#### [REQUIREMENT]
Only the lines from the one containing "Can you find the caddie" through the final line of the material below should be output, exactly as they stand.

________________________________________

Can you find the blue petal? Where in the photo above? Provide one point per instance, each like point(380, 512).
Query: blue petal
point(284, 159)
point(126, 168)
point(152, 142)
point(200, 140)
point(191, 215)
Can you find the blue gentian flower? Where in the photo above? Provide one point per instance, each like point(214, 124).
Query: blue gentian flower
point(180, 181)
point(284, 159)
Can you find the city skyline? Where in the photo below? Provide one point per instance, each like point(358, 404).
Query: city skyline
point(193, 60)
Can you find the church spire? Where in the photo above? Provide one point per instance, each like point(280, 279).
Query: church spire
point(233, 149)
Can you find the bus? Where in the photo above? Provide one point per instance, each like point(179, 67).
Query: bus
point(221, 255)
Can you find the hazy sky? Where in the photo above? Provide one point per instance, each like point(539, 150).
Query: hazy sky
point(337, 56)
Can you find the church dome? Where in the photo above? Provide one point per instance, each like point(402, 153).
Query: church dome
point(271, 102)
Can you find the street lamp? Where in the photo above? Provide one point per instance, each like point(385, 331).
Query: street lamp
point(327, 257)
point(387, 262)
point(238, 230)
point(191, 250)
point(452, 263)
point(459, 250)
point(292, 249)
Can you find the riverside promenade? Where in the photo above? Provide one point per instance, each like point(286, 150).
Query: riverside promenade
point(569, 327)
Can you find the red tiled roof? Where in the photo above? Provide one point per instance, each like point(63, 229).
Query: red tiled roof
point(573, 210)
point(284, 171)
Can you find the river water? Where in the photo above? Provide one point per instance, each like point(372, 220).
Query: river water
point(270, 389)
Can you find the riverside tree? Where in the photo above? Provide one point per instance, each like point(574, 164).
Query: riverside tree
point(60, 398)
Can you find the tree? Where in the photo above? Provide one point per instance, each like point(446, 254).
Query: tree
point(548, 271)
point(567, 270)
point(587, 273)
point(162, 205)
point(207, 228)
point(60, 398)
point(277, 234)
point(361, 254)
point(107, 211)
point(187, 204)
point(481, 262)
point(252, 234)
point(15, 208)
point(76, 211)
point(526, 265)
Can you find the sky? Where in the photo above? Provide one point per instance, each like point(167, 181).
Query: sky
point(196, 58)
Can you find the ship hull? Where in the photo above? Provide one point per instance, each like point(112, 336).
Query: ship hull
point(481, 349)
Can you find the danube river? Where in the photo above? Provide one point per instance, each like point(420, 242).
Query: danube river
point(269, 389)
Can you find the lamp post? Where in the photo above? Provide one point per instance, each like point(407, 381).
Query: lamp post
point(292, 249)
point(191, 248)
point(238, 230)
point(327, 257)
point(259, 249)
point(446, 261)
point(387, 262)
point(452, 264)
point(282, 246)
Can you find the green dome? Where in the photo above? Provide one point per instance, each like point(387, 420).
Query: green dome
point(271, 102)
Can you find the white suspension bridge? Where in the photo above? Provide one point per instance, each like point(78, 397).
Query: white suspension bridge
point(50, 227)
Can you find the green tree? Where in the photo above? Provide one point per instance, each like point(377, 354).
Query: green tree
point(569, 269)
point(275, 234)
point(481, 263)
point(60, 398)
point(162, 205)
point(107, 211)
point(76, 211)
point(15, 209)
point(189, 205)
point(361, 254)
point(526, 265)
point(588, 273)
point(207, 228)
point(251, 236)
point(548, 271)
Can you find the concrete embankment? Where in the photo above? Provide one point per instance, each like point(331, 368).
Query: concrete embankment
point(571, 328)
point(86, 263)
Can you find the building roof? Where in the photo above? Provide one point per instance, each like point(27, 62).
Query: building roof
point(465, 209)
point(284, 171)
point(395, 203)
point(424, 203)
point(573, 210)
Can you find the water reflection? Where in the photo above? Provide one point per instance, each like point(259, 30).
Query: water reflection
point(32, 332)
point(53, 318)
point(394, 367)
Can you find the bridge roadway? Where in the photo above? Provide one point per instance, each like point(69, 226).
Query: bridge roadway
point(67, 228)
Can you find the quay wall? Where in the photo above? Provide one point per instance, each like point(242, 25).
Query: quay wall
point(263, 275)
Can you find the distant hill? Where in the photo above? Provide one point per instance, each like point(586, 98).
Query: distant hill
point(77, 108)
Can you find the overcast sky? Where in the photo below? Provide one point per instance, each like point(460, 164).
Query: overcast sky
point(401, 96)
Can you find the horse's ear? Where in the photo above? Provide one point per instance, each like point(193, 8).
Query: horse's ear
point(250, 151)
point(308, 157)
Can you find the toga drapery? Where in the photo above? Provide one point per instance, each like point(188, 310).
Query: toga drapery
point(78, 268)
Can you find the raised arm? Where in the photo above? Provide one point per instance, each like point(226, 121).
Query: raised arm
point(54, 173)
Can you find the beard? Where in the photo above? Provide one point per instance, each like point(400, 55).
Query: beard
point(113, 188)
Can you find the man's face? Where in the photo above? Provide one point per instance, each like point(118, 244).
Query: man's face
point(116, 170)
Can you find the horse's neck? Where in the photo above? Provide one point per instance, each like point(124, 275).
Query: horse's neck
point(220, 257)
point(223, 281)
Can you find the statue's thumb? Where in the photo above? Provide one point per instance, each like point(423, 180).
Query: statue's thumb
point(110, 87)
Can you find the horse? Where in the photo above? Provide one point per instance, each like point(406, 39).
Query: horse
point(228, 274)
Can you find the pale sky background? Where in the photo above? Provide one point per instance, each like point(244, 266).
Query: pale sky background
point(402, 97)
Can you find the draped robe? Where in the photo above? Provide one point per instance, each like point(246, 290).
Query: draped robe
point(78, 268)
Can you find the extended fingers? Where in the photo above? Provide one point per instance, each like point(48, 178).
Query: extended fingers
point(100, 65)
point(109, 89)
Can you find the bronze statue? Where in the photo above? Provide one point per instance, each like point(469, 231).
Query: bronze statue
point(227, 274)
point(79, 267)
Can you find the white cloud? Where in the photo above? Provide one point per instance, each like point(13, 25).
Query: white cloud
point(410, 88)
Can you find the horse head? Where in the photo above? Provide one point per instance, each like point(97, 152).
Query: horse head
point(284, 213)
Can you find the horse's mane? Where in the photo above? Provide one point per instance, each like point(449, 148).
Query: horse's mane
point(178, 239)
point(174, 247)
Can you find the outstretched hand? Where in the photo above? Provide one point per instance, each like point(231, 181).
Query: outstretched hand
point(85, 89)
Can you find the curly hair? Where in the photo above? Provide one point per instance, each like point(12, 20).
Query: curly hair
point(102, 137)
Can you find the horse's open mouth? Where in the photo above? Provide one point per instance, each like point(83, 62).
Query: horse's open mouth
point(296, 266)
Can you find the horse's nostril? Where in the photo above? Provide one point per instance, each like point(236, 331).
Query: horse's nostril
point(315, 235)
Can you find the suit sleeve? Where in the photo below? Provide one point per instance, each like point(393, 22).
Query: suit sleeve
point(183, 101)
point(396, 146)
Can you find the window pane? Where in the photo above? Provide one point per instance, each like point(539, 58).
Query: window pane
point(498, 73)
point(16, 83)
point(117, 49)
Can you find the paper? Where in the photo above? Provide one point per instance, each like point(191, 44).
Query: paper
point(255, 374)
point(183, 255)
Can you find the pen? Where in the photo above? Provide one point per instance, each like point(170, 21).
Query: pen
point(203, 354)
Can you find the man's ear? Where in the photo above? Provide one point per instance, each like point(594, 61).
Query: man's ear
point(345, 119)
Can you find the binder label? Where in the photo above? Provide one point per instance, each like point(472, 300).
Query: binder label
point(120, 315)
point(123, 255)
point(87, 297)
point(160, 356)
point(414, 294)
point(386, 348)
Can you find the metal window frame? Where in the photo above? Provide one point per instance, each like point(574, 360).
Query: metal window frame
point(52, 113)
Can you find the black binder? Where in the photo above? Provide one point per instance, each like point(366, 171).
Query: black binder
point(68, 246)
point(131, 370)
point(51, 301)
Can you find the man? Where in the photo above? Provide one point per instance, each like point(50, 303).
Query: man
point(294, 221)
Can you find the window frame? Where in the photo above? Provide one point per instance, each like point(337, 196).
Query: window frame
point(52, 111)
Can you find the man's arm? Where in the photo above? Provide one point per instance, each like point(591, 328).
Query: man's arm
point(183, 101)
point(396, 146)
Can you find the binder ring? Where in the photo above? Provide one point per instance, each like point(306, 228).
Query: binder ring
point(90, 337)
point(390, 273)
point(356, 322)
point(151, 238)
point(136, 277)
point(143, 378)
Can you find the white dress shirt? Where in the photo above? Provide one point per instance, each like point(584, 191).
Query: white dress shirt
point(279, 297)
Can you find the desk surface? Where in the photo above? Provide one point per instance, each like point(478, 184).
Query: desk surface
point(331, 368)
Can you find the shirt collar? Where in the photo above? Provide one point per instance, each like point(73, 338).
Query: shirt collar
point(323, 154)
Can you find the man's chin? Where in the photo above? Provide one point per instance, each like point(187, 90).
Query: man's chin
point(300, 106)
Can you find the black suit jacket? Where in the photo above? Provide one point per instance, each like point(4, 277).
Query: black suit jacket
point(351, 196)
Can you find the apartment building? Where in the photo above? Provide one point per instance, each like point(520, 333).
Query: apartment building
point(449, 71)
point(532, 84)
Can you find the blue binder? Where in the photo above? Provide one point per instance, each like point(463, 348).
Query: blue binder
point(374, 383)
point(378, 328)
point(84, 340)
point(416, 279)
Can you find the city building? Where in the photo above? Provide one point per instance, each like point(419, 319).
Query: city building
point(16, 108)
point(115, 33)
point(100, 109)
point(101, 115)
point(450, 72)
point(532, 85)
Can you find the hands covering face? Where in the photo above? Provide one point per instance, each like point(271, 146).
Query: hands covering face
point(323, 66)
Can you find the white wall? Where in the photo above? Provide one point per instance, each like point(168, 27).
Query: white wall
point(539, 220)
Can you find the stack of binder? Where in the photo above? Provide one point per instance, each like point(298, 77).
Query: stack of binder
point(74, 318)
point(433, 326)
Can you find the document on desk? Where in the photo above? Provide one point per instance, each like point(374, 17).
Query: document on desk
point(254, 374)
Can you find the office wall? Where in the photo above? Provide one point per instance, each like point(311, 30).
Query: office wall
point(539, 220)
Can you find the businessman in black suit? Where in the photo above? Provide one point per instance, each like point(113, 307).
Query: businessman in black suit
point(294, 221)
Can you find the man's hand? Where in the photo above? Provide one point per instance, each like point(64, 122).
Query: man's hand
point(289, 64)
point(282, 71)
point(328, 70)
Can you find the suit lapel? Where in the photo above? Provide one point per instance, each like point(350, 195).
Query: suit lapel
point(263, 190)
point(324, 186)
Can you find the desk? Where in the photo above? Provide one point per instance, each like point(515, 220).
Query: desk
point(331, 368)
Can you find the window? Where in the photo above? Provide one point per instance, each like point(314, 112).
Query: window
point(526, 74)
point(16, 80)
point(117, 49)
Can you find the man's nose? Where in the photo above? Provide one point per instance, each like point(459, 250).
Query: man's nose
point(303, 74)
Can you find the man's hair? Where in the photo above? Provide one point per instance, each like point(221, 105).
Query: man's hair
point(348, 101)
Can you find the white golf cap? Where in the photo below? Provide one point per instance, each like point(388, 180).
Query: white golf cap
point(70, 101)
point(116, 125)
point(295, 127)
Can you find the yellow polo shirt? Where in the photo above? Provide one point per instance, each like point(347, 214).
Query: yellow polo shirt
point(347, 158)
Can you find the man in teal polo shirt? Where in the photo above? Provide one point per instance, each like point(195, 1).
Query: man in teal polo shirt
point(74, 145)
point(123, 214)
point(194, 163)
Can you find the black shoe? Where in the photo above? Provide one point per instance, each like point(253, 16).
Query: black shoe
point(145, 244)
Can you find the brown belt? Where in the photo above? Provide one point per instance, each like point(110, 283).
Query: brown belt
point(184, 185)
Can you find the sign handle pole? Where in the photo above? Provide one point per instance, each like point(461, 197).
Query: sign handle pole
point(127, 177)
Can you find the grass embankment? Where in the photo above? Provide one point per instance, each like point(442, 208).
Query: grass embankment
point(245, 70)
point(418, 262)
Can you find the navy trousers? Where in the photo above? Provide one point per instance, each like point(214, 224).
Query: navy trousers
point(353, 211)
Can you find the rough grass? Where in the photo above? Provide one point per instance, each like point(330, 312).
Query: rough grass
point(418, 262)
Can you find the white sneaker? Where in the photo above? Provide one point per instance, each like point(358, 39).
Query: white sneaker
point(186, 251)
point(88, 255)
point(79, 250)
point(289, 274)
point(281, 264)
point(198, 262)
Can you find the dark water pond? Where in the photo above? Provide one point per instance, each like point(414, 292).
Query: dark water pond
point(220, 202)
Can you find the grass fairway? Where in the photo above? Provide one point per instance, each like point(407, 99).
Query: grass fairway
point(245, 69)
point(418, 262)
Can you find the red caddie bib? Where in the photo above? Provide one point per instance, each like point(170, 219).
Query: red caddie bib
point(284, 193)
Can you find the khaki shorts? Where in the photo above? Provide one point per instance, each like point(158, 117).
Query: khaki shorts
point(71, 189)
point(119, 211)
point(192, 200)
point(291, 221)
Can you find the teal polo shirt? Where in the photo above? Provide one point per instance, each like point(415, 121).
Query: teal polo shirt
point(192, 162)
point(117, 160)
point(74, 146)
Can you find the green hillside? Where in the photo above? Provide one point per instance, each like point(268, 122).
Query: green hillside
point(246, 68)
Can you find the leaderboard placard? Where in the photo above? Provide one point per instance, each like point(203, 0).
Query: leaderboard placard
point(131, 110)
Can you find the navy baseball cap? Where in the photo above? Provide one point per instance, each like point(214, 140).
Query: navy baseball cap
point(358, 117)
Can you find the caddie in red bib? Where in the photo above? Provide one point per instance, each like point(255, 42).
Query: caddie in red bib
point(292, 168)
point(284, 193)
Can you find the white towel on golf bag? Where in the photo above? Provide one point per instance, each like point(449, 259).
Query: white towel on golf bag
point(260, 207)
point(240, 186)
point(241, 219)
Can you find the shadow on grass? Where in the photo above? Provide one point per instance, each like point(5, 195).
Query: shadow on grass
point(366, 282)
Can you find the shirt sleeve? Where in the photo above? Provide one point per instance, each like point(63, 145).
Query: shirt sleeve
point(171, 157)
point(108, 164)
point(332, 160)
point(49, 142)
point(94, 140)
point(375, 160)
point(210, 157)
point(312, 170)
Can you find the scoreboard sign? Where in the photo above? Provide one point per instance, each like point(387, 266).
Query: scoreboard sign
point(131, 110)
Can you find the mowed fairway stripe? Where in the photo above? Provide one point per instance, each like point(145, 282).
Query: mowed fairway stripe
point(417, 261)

________________________________________

#### [WRITTEN RESPONSE]
Can you find the caddie in red bib? Where in the photo above? Provide one point per instance, each like point(255, 42).
Query: caddie in red bib
point(292, 168)
point(284, 193)
Can you find the white towel on golf bag? Where in the photo above? Provide one point per instance, each like point(449, 259).
Query: white towel on golf bag
point(260, 207)
point(240, 186)
point(241, 219)
Can you find the shadow on grass? Where in the photo above? Provide one point per instance, each like point(5, 195).
Query: shadow on grass
point(366, 282)
Can you find the shirt sleeve? Where in the photo above? Provide one point per instance, each like point(63, 145).
Query: shirt sleeve
point(171, 157)
point(108, 164)
point(332, 160)
point(49, 142)
point(94, 140)
point(375, 160)
point(210, 157)
point(312, 170)
Can you find the scoreboard sign? Where in the photo above? Provide one point per instance, each like point(387, 266).
Query: scoreboard sign
point(131, 110)
Can you find the mowed fairway stripe? Where in the photo above? Provide one point per instance, each like point(145, 282).
Query: mowed fairway stripe
point(417, 261)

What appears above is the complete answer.